__PROBLEMS TO WORK ON__.
a) Decide whether each statement below agrees with the report on gold prices, answering yes or no and quoting the words of the report that settle it: (i) spot gold gained 0.3%; (ii) U.S. gold futures declined; (iii) investors were shaken by Donald Trump's threat not to sign the stimulus bill.
b) Carry the report on gold prices forward with a few more sentences in the same news style, beginning right after its final sentence.
--- DOCUMENT EXCERPT Enclosed Below ---
Gold prices edged higher in holiday-thinned trade on Thursday, helped by a U.S. dollar that stayed lower after Britain clinched a trade deal with the European Union, although gains were capped by an uptick in risk appetite.
Spot gold rose 0.3% to $1,877.41 per ounce. U.S. gold futures were up 0.2% at $1,882.10.
“Supportive factors for the gold market include the weaker U.S. dollar index for the past couple of days after gains earlier this week,” said Kitco Metals senior analyst Jim Wyckoff. “Limiting the upside is global stock markets that are still in rally mode and that’s just siphoning funds away from the safe-haven precious metal.”
Risk sentiment was upbeat, while the U.S. dollar was weighed down by investors opting for sterling as Britain clinched a Brexit trade deal with the European Union. Investors largely brushed off U.S. President Donald Trump’s threat to not sign a nearly $900 billion stimulus bill.
“Investors are pretty optimistic about fiscal and monetary supports from governments around the globe, even though a vaccine reduces the might of the virus,” UBS analyst Giovanni Staunovo said.
--- End of Enclosed DOCUMENT EXCERPT ---
--- DATA SECTION Enclosed Below ---
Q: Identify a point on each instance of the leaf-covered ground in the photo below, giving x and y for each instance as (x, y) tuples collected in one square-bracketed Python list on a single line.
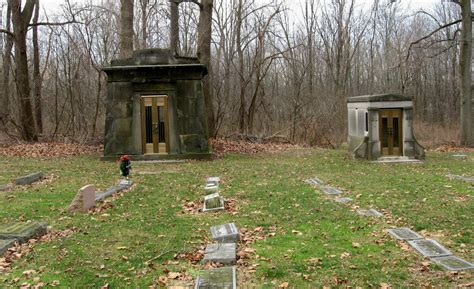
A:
[(293, 236)]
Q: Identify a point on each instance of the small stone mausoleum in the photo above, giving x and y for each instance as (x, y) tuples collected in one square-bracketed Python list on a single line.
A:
[(155, 107), (381, 126)]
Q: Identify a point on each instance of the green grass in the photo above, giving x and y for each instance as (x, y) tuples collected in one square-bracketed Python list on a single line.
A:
[(269, 191)]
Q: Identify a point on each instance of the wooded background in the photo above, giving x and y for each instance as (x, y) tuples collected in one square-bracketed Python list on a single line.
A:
[(273, 71)]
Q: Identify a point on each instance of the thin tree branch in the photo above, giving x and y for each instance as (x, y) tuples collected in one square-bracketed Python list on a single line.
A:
[(7, 32), (429, 35)]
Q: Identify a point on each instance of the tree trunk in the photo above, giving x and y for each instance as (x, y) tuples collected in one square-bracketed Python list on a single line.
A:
[(126, 28), (240, 55), (204, 55), (174, 27), (20, 25), (37, 78), (6, 56), (466, 101)]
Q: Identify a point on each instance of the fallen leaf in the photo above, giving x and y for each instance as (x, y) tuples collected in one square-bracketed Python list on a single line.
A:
[(345, 255), (173, 275)]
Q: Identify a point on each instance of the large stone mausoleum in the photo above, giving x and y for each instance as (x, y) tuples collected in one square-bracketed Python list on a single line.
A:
[(381, 126), (155, 107)]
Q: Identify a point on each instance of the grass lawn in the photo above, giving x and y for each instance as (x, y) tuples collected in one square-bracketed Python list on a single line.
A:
[(311, 240)]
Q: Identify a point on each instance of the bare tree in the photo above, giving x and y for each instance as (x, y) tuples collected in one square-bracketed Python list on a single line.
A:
[(126, 28)]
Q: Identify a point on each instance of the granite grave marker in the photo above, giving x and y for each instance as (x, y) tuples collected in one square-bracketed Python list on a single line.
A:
[(5, 244), (404, 234), (226, 233), (453, 263), (26, 180), (429, 248), (22, 231), (330, 191), (213, 202), (224, 253), (369, 213), (314, 181)]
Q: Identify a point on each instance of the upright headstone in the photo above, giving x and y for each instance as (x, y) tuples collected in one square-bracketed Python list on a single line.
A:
[(224, 253), (227, 233), (211, 189), (26, 180), (22, 232), (213, 202), (222, 278), (84, 199)]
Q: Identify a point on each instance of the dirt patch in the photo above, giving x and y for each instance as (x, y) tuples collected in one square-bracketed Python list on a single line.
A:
[(18, 251), (220, 147), (42, 150)]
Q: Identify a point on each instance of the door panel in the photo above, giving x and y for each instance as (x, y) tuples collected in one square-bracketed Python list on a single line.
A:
[(391, 132), (154, 111)]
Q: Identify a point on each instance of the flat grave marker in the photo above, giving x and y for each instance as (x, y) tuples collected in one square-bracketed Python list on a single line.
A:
[(7, 187), (213, 202), (343, 200), (453, 263), (227, 233), (462, 178), (429, 248), (404, 234), (222, 278), (22, 231), (369, 213), (224, 253), (211, 189), (459, 155), (213, 180), (314, 182), (5, 244), (330, 191), (110, 191), (26, 180)]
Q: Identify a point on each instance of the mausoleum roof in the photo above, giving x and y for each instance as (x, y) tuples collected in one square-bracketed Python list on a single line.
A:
[(379, 98)]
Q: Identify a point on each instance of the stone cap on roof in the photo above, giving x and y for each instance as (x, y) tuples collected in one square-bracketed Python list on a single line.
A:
[(379, 98), (154, 56)]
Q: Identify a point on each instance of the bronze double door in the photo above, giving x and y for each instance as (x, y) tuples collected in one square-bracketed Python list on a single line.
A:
[(391, 133), (154, 114)]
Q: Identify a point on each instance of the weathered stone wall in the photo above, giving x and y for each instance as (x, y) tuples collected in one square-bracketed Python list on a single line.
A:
[(156, 72)]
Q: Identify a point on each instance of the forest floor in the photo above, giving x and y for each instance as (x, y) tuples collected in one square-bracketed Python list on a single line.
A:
[(293, 236)]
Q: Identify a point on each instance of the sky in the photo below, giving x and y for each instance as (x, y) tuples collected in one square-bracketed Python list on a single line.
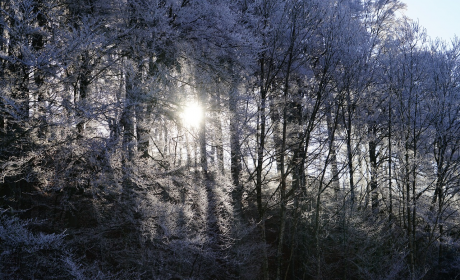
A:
[(441, 18)]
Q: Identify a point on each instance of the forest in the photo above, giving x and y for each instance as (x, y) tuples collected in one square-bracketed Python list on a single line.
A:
[(227, 139)]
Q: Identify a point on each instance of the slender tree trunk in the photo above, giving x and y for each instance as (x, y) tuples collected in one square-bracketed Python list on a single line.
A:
[(235, 150), (373, 163), (259, 168)]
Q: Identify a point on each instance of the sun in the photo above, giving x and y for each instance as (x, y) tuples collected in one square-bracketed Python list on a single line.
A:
[(192, 116)]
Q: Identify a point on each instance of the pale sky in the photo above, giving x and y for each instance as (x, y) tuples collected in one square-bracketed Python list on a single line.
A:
[(441, 18)]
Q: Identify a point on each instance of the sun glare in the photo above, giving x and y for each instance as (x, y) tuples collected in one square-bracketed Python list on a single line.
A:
[(192, 115)]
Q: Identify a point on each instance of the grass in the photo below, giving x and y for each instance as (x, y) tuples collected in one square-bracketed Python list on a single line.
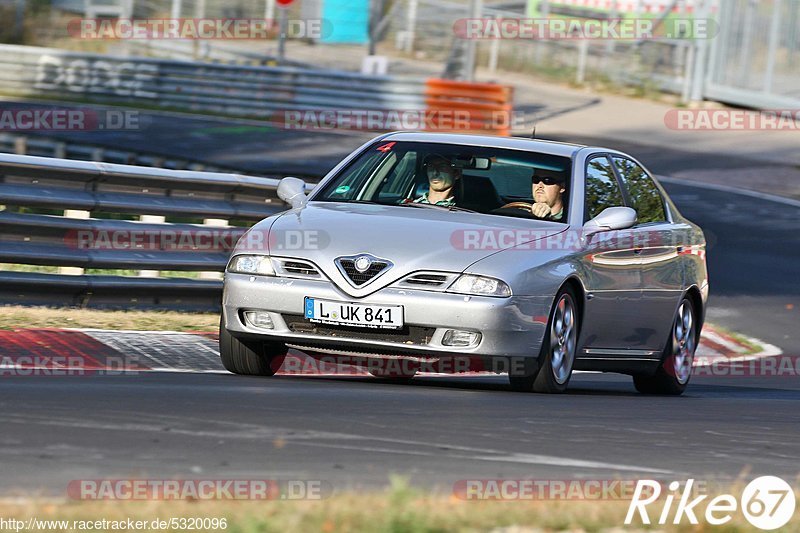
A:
[(14, 317), (398, 509)]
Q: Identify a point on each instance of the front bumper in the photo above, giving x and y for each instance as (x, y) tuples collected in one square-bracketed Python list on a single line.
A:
[(512, 327)]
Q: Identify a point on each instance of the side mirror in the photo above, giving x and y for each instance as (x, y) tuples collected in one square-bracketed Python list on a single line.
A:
[(611, 218), (292, 191)]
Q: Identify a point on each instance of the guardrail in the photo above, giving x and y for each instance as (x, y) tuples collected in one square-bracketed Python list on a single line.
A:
[(253, 91), (74, 241), (64, 149)]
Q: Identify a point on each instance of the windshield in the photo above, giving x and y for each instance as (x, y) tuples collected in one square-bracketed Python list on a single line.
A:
[(485, 180)]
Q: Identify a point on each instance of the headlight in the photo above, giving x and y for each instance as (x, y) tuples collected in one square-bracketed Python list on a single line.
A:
[(251, 264), (480, 285)]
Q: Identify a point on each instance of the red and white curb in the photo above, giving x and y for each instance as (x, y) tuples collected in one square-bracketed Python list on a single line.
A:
[(122, 351)]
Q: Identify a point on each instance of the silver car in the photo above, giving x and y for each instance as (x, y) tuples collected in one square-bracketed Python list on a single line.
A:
[(454, 253)]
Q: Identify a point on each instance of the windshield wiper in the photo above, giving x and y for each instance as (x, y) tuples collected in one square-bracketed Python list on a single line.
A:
[(439, 207)]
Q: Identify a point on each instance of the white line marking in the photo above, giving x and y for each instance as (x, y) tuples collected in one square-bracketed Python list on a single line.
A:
[(733, 190)]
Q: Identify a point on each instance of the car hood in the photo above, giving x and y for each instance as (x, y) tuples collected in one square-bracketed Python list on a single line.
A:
[(413, 239)]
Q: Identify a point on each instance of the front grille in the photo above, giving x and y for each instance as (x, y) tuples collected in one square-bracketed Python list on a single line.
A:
[(297, 268), (360, 278), (407, 334)]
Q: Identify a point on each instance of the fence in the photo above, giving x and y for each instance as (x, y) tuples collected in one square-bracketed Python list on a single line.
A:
[(752, 61), (32, 186), (234, 90)]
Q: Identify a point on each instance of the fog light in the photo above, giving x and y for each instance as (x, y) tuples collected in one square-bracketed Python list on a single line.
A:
[(457, 337), (258, 319)]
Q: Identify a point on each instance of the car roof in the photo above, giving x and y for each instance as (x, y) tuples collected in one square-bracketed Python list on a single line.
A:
[(514, 143)]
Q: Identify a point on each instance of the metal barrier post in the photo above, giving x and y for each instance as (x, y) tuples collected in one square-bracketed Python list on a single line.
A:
[(214, 223), (82, 215), (151, 219), (20, 146)]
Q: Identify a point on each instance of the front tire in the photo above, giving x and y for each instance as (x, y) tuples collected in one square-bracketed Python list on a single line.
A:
[(675, 370), (249, 358), (557, 355)]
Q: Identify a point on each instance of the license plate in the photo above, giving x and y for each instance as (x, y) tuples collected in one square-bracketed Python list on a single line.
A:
[(361, 315)]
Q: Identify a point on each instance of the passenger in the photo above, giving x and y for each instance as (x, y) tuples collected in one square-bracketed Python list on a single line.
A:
[(442, 179), (547, 189)]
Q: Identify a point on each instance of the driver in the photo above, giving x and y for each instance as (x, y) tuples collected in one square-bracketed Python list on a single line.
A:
[(442, 178), (547, 189)]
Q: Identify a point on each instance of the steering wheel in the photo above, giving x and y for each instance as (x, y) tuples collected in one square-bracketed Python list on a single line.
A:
[(518, 205)]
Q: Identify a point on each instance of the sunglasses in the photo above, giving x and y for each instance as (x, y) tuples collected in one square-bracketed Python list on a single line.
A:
[(547, 181)]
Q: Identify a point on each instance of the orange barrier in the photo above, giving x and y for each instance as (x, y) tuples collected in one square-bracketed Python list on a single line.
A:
[(467, 107)]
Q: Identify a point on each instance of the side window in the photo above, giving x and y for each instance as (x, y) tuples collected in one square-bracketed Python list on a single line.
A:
[(602, 190), (400, 178), (642, 191)]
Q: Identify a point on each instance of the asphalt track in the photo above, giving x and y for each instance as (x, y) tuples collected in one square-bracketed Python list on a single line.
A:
[(355, 432)]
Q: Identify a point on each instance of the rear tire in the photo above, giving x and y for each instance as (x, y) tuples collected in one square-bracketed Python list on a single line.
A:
[(559, 346), (251, 358), (675, 371)]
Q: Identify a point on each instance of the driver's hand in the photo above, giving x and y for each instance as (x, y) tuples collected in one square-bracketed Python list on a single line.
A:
[(540, 210)]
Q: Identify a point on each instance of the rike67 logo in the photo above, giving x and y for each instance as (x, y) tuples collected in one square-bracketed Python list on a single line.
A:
[(767, 502)]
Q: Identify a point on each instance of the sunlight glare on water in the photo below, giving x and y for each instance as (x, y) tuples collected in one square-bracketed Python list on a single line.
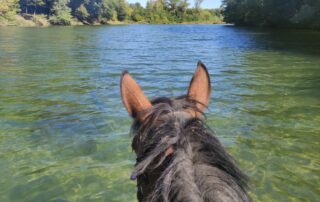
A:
[(64, 131)]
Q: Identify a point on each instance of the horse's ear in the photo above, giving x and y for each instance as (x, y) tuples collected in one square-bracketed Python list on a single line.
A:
[(133, 97), (200, 87)]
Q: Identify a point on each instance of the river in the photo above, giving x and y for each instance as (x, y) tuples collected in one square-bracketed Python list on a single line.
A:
[(64, 131)]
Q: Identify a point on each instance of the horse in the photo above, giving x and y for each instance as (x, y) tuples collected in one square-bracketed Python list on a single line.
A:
[(178, 157)]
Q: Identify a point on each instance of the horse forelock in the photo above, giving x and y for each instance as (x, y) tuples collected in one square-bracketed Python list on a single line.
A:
[(170, 125)]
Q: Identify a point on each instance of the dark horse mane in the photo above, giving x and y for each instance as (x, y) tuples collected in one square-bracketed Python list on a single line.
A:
[(197, 168)]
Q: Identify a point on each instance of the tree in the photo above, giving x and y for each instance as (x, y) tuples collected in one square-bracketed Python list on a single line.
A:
[(9, 8), (197, 4), (61, 13)]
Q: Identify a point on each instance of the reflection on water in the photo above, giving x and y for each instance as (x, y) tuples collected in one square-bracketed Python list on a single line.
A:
[(64, 132)]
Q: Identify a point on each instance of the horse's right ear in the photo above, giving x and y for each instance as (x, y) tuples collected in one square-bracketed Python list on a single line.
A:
[(133, 97)]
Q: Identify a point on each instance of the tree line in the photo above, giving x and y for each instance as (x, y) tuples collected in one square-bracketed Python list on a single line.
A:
[(273, 13), (64, 12)]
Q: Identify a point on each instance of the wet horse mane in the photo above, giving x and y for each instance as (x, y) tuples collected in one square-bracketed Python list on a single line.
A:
[(178, 156)]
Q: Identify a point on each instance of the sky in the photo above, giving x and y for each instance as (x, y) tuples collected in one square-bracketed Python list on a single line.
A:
[(205, 4)]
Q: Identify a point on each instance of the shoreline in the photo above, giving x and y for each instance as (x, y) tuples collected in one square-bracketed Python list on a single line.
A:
[(42, 21)]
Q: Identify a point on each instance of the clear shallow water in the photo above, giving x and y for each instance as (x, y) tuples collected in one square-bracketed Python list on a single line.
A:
[(64, 131)]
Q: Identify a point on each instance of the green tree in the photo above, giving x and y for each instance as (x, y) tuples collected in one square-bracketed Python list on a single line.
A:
[(61, 13), (8, 8)]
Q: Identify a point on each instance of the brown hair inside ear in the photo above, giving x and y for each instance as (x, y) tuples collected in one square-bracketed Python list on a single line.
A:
[(200, 87), (133, 97)]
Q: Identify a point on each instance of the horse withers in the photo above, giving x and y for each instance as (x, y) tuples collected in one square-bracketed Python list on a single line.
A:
[(178, 158)]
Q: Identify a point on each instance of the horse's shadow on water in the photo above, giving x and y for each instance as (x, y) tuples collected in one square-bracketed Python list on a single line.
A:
[(178, 158)]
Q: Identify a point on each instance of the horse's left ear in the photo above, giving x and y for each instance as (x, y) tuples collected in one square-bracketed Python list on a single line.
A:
[(200, 87), (133, 97)]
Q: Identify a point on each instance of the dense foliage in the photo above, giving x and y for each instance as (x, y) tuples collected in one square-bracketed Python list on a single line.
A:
[(63, 12), (273, 13)]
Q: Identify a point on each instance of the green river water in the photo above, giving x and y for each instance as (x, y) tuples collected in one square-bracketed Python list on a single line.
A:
[(64, 131)]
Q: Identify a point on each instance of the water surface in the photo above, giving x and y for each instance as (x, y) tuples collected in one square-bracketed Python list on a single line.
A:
[(64, 131)]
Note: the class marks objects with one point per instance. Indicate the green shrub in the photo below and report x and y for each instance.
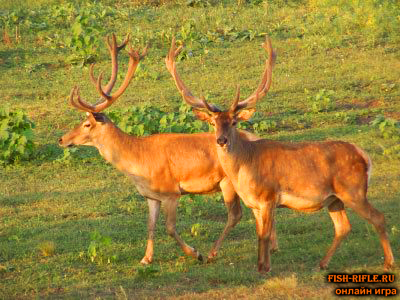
(147, 120)
(324, 100)
(16, 136)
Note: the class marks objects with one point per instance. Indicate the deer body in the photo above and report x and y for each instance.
(162, 166)
(302, 176)
(298, 174)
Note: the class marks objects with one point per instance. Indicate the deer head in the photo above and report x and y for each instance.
(224, 122)
(96, 122)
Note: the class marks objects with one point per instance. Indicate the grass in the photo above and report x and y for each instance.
(50, 209)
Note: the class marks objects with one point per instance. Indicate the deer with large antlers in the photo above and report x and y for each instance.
(302, 176)
(162, 166)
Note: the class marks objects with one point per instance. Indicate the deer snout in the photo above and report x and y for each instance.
(62, 143)
(222, 141)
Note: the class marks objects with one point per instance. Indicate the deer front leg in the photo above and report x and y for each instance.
(154, 212)
(264, 225)
(232, 203)
(170, 206)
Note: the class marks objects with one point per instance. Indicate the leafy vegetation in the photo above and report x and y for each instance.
(16, 136)
(65, 214)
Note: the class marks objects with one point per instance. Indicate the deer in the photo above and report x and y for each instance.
(303, 176)
(163, 167)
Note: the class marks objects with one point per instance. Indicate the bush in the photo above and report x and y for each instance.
(16, 136)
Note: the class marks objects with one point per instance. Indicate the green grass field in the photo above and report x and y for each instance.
(55, 209)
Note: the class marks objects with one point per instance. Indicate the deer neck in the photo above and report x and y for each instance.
(116, 147)
(233, 154)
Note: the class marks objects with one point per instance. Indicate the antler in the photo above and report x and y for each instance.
(114, 49)
(134, 59)
(264, 85)
(186, 94)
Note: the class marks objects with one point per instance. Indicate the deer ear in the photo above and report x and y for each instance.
(96, 117)
(244, 114)
(202, 115)
(99, 117)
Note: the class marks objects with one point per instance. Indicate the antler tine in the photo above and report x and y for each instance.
(185, 92)
(79, 103)
(134, 59)
(266, 79)
(236, 100)
(114, 49)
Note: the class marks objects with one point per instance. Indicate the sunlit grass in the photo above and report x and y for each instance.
(49, 209)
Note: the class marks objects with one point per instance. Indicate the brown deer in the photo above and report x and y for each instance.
(162, 166)
(302, 176)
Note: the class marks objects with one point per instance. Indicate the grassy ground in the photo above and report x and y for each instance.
(52, 211)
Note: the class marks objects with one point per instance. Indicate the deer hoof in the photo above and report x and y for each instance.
(146, 261)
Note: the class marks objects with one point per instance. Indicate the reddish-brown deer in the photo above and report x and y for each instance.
(162, 166)
(302, 176)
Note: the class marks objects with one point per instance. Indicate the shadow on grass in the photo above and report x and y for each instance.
(321, 134)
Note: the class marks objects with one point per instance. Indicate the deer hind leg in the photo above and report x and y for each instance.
(154, 212)
(359, 203)
(169, 207)
(232, 203)
(264, 225)
(377, 219)
(342, 229)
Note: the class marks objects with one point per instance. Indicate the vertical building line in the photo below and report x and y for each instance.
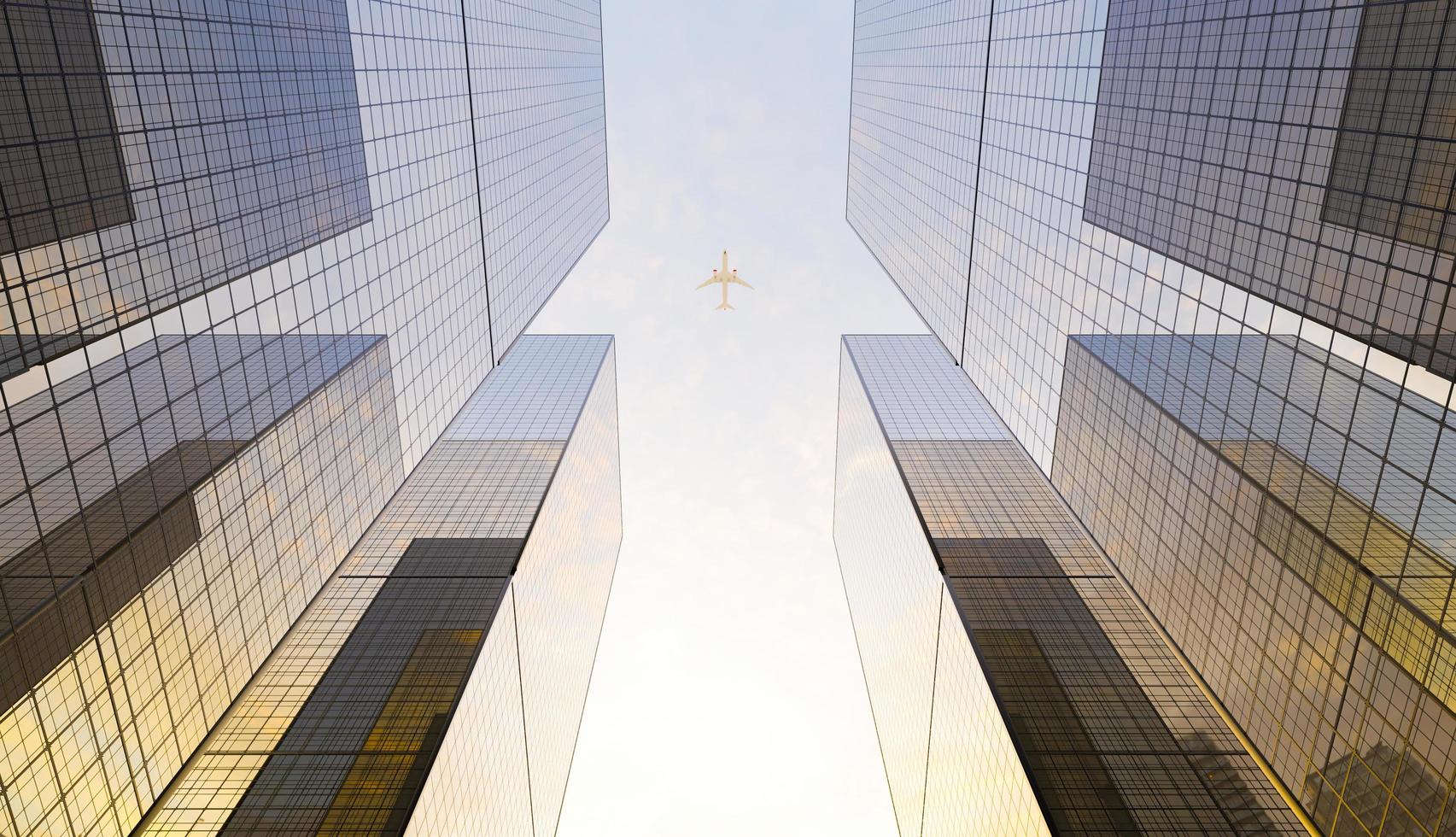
--- End of Enclosed DATA SECTION ---
__EXERCISE RESULTS__.
a)
(i) Yes: "Spot gold rose 0.3% to $1,877.41 per ounce."
(ii) No: "U.S. gold futures were up 0.2% at $1,882.10."
(iii) No: "Investors largely brushed off U.S. President Donald Trump’s threat to not sign a nearly $900 billion stimulus bill."

b)
Worries over the spread of a more transmissible coronavirus variant have led to a tightening of restrictions in Britain, underlining concerns over a post-pandemic economic recovery.
Meanwhile, data on Wednesday showed the number of Americans filing first-time claims for unemployment benefits remained elevated but posted a fall last week.
Considered a hedge against inflation and currency debasement, gold has gained more than 23% this year, helped by massive amounts of stimulus to support pandemic-hit economies.
Silver was up 0.9% at $25.77. Platinum gained 0.7% to $1,021.19 and palladium rose 0.2% to $2,328.64.
Trading is expected to be subdued ahead of the Christmas holidays.